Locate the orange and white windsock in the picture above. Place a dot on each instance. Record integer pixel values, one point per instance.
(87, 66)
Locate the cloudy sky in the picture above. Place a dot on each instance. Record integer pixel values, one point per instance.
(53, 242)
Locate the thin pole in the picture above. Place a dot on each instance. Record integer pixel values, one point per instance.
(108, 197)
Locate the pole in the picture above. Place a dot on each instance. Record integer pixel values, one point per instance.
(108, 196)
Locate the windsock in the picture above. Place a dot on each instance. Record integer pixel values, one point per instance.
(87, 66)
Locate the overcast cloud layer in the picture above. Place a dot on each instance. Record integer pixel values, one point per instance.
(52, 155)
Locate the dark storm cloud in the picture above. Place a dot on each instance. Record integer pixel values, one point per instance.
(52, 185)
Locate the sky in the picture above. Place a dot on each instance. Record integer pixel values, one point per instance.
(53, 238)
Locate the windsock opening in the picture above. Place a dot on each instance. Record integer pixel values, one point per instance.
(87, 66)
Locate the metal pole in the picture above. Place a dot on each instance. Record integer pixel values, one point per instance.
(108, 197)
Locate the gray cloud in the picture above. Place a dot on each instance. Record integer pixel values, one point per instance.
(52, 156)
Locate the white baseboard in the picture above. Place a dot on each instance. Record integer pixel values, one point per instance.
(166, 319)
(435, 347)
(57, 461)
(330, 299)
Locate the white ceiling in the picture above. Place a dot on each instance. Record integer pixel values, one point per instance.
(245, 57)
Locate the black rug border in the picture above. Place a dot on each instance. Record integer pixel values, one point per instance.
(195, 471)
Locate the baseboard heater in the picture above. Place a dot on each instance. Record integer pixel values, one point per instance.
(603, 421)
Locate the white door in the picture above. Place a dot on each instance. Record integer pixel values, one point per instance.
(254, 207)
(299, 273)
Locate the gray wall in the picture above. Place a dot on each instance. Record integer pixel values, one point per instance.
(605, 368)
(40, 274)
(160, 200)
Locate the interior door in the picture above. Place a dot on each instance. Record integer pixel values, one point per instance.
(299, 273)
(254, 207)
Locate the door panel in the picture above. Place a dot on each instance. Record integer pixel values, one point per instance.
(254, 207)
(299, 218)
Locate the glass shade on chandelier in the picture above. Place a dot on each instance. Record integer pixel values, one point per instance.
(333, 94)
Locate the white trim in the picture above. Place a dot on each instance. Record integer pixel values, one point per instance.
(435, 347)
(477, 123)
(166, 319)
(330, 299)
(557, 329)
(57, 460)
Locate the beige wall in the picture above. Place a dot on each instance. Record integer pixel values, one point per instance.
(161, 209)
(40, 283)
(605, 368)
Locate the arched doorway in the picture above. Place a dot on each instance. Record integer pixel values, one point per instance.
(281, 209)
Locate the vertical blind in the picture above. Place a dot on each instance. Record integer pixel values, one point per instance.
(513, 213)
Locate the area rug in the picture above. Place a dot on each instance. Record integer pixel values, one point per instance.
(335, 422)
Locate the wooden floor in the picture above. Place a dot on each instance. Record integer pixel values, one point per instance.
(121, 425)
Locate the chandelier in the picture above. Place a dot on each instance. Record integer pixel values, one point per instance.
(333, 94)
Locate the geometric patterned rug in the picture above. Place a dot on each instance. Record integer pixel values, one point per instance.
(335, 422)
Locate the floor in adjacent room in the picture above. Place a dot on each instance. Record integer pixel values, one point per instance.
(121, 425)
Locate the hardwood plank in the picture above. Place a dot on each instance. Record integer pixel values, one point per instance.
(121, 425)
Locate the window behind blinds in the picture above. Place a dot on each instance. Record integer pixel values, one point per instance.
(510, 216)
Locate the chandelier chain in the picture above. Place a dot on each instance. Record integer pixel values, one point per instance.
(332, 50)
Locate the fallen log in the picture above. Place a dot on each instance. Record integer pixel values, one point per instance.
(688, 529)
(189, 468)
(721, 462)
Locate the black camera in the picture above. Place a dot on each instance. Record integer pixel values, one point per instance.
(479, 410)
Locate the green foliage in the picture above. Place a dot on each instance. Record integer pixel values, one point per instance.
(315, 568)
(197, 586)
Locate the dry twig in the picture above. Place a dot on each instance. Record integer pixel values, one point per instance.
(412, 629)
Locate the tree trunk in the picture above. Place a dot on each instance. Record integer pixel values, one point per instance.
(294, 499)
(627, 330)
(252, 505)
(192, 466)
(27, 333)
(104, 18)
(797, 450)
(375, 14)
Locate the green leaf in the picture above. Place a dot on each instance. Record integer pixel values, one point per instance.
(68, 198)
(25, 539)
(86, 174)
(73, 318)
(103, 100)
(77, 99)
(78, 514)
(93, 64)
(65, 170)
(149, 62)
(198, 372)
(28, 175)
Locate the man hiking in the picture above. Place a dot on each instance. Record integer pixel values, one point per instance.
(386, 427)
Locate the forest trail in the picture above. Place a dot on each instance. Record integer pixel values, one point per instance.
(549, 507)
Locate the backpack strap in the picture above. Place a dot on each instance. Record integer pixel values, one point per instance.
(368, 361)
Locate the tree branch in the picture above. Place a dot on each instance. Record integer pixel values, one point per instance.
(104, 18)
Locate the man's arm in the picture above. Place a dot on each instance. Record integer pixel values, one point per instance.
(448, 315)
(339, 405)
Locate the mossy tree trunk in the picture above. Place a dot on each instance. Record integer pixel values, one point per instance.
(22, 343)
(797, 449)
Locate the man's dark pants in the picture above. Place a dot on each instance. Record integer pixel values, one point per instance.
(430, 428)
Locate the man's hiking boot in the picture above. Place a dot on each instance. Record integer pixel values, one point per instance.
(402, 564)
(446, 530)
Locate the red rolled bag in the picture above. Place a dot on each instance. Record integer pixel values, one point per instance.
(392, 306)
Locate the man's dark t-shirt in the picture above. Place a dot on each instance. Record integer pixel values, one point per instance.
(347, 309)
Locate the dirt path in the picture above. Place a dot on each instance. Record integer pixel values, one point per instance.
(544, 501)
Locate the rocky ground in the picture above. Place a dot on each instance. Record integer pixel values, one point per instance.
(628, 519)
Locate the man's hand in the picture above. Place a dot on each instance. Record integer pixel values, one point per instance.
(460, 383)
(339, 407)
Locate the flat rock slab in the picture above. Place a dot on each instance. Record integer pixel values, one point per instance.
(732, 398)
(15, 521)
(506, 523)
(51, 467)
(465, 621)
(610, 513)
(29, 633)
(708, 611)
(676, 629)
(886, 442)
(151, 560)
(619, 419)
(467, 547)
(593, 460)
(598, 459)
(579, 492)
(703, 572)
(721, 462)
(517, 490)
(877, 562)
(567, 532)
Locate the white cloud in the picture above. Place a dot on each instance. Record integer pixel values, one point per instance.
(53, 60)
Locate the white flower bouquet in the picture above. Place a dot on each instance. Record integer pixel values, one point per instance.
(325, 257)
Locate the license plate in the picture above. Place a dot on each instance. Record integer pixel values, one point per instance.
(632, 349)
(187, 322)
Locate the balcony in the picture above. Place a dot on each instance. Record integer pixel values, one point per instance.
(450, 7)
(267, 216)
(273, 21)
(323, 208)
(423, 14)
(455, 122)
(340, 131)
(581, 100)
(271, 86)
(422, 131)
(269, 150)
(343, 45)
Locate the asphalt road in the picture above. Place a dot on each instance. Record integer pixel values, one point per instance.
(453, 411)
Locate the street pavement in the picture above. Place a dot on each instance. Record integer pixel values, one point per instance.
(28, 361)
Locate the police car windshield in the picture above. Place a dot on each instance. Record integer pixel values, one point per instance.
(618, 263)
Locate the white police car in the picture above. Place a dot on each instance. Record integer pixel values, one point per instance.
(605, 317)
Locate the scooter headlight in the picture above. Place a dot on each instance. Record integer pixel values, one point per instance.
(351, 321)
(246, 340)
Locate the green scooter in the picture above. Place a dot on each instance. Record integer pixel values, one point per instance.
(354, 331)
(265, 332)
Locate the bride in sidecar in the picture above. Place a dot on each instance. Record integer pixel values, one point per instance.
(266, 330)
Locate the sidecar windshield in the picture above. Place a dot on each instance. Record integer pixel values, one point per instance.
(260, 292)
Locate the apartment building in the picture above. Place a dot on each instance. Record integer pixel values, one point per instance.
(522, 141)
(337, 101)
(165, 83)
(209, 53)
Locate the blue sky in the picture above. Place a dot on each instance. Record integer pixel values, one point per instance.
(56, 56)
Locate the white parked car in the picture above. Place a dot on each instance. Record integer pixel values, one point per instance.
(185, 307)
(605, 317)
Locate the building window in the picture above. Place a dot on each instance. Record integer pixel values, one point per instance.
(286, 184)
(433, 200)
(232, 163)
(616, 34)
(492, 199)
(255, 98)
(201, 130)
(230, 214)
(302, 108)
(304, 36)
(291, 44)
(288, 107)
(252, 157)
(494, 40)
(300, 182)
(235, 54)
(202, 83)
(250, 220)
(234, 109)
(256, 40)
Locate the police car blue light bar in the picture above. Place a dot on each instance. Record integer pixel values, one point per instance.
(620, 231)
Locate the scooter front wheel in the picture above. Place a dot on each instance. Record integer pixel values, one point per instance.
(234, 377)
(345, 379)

——————

_Problem details_
All lines from the one containing "Locate the building" to the end of the records, both ends included, should be printed exactly and on their own.

_Exercise answer_
Locate the building window in the picture above. Place a dot on each instance. Record integer pixel values, one point per instance.
(286, 184)
(433, 200)
(232, 163)
(616, 34)
(492, 199)
(255, 98)
(201, 130)
(230, 214)
(302, 108)
(304, 36)
(291, 44)
(288, 107)
(252, 157)
(494, 40)
(300, 182)
(235, 54)
(202, 83)
(250, 220)
(234, 109)
(256, 40)
Locate the police car blue light bar in the picture above. Place a dot on each instance. Record integer pixel values, one point per instance.
(620, 231)
Locate the scooter front wheel in the picture above. Place a dot on each instance. Record integer pixel values, one point per instance.
(234, 377)
(345, 379)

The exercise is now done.